▶ **WORK REQUEST**
Within the entries below, how many lines carry the word "beard"? State the number and stop.

##### DATASET

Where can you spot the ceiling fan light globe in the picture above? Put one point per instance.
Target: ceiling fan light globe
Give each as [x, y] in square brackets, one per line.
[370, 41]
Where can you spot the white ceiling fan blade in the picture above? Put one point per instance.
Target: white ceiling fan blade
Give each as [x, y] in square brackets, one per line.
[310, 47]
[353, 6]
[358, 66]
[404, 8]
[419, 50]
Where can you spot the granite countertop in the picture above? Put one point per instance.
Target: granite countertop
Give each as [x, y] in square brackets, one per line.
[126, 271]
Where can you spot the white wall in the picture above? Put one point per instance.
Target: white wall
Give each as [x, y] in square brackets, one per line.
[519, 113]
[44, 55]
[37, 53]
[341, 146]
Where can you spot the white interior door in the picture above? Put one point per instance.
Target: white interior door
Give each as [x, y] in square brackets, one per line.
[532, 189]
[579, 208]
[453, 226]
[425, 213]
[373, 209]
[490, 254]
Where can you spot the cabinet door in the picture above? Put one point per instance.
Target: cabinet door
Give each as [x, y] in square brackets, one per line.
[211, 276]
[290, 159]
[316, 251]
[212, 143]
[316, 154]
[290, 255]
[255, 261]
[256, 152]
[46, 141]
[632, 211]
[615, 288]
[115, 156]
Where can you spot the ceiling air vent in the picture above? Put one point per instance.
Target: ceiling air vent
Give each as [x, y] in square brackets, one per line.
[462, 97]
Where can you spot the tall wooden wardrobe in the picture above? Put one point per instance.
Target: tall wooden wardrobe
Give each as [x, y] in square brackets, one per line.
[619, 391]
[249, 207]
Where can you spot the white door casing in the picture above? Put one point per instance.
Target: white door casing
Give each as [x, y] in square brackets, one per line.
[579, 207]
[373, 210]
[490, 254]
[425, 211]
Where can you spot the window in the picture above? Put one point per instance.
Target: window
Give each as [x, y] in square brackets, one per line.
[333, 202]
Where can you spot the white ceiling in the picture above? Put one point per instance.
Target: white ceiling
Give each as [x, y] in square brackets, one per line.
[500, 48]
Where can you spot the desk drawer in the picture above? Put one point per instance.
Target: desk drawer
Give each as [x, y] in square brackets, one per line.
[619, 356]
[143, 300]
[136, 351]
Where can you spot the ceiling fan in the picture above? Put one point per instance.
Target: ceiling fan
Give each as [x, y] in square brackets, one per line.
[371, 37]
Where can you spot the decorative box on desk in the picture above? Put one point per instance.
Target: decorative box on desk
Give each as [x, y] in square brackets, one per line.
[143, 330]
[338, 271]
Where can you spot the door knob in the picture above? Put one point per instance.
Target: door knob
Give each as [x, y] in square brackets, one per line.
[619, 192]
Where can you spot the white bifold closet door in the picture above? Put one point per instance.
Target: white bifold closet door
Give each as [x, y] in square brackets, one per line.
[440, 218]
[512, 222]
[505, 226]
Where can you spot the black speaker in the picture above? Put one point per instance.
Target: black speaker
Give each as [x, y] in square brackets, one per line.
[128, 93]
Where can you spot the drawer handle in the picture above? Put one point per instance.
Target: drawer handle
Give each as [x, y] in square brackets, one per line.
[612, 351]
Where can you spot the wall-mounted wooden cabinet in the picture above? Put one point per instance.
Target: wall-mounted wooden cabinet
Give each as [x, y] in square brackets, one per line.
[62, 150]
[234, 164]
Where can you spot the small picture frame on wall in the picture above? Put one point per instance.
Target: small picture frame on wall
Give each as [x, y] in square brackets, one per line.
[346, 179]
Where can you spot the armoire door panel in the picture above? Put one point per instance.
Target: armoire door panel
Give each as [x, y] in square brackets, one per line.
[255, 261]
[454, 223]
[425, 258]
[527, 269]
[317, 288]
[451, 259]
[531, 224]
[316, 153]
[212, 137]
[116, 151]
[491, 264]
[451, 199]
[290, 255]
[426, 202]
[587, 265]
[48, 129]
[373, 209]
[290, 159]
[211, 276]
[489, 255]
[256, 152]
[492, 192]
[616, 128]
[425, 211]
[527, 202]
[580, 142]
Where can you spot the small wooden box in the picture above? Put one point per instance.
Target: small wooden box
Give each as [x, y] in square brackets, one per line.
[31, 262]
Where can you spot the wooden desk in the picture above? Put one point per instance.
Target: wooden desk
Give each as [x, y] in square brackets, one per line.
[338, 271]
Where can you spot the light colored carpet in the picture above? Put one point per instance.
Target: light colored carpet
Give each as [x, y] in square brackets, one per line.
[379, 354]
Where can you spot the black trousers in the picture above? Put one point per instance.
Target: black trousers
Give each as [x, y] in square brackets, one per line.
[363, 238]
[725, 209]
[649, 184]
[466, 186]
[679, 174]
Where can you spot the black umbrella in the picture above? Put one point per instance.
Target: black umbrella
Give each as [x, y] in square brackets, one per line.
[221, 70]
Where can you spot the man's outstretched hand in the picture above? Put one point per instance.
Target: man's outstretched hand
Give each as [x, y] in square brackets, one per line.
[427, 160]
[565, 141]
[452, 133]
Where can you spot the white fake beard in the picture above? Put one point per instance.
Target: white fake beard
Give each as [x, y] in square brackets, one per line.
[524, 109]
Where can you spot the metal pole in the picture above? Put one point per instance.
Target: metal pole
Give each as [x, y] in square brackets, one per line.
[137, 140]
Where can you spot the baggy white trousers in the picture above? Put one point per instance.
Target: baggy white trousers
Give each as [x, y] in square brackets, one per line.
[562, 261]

##########

▶ **THE COMPLETED TASK**
2